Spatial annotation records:
-- Start --

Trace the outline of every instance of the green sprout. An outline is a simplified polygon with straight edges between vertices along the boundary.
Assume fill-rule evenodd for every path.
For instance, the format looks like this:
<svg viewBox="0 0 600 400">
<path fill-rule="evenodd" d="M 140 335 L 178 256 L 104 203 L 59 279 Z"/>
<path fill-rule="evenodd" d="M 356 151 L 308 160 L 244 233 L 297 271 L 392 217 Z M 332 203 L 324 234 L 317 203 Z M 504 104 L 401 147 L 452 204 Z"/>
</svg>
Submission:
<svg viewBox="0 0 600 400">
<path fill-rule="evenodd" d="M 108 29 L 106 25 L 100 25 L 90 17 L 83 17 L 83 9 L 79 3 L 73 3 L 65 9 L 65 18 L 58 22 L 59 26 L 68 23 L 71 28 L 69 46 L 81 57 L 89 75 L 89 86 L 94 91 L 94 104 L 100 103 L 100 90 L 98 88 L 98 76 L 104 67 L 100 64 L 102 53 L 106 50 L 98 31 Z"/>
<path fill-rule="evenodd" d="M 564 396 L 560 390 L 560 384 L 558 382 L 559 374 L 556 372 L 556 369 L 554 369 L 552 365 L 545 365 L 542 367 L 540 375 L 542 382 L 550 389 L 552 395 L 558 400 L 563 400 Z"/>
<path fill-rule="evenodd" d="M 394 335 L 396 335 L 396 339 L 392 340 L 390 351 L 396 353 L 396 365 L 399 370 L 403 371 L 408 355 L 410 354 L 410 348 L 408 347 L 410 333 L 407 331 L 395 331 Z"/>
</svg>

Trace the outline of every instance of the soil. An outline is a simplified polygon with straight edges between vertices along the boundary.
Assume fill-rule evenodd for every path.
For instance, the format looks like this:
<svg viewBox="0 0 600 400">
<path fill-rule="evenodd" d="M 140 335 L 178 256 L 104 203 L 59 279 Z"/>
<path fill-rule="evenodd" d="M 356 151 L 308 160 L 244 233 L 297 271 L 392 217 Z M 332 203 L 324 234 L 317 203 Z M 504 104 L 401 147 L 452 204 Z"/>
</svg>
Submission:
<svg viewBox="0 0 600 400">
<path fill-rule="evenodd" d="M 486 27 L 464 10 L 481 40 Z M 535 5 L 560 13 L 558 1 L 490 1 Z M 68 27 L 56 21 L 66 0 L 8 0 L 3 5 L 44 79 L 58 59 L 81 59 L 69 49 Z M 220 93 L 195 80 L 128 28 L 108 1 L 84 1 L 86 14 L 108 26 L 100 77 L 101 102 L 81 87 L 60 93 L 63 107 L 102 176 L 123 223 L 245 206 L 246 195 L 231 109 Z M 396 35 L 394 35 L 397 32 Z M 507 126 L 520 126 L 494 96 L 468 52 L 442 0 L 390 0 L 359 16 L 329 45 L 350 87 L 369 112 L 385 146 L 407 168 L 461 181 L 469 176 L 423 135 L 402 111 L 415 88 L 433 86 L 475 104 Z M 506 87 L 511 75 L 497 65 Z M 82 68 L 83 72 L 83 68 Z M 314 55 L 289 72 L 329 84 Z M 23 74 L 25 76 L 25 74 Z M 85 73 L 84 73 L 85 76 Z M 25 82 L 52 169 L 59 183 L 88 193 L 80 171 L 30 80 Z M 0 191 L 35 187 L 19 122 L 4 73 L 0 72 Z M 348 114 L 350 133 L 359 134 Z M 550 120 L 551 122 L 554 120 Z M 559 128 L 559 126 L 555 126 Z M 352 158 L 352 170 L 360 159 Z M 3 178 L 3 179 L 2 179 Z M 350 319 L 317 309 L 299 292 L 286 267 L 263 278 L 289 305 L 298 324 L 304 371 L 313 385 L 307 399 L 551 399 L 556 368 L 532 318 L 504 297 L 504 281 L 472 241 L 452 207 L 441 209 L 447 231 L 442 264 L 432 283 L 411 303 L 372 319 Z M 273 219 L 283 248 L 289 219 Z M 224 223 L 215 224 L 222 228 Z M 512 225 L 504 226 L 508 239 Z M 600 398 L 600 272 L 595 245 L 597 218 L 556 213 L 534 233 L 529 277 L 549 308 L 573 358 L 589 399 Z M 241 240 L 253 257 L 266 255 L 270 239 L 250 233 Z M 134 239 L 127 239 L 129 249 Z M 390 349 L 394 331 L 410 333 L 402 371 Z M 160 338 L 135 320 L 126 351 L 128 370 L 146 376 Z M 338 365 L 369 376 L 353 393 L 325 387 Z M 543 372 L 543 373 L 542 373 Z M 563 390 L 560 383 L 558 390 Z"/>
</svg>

-- End --

Your objective: Repeat the records word for word from their first line through the line containing "108 29 L 106", with both of those lines included.

Solution to this exercise:
Trace the outline of every instance of the green sprout. An outline is a simplified polygon with straight edges between vertices along the boundary.
Assume fill-rule evenodd for every path.
For instance, the format looks like this:
<svg viewBox="0 0 600 400">
<path fill-rule="evenodd" d="M 140 335 L 178 256 L 104 203 L 59 279 Z"/>
<path fill-rule="evenodd" d="M 356 151 L 308 160 L 244 233 L 297 271 L 392 217 Z M 332 203 L 324 234 L 317 203 Z M 504 104 L 401 147 L 452 204 Z"/>
</svg>
Submission:
<svg viewBox="0 0 600 400">
<path fill-rule="evenodd" d="M 108 29 L 106 25 L 100 25 L 90 17 L 83 17 L 83 9 L 79 3 L 73 3 L 65 9 L 65 18 L 58 22 L 59 26 L 68 23 L 71 28 L 69 46 L 81 57 L 89 75 L 89 86 L 94 91 L 94 104 L 100 103 L 100 90 L 98 88 L 98 76 L 104 67 L 100 64 L 102 53 L 106 50 L 98 31 Z"/>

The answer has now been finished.